TEXTE FOURNI
....
# TuneIn Radio : choix des flux



## nanro (30 Décembre 2014)

Bonjour, 

L'application TuneIn permet de choisir le flux de la radio écoutée en allant dans réglages > choisir le flux. Je constate cependant que TuneIn choisit toujours par défaut un flux de faible débit lorsqu'on se connecte pour la première fois à une radio encore jamais écoutée. Aussi, même lorsque l'on change le flux en faveur d'un débit plus élevé puis que l'on ferme l'appli, c'est de nouveau un flux de faible débit qui est choisi à la réouverture de l'appli.

Par exemple, si je me connecte à France Inter, TuneIn choisit par défaut le flux 32 kbps AAC alors qu'un flux 128 kbps MP3 de meilleure qualité acoustique est aussi disponible. Ensuite, même si je change le flux dans les réglages en faveur du flux 128, lors de la prochaine connection c'est de nouveau le flux 32 qui sera sélectionné, obligeant à chaque fois à faire une manipulation. C'est la même chose pour toutes les radios.

Mon iPad est connecté à internet en wifi donc je n'ai pas d'intérêt à économiser les données transférées. Je n'ai pas trouvé de réglage permettant de choisir par défaut le débit le plus élevé disponible. 

Est-ce pareil pour vous qui utilisez cette appli? Avez-vous une solution?

Merci


----------



## Roromax (10 Avril 2018)

Bonjour,

J'ai exactement le même problème avec la même appli et la même radio ! Nous sommes en 2018... Nanro, as-tu trouvé une solution depuis le temps ?


----------
....
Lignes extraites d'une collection
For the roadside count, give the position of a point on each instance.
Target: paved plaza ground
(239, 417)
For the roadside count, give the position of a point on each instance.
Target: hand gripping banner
....
CONSIGNE
Retranscrivez fidèlement le passage du texte fourni qui commence aux mots « Mon iPad est » et s'achève après « plus élevé disponible. ».

RÉSULTAT
Mon iPad est connecté à internet en wifi donc je n'ai pas d'intérêt à économiser les données transférées. Je n'ai pas trouvé de réglage permettant de choisir par défaut le débit le plus élevé disponible.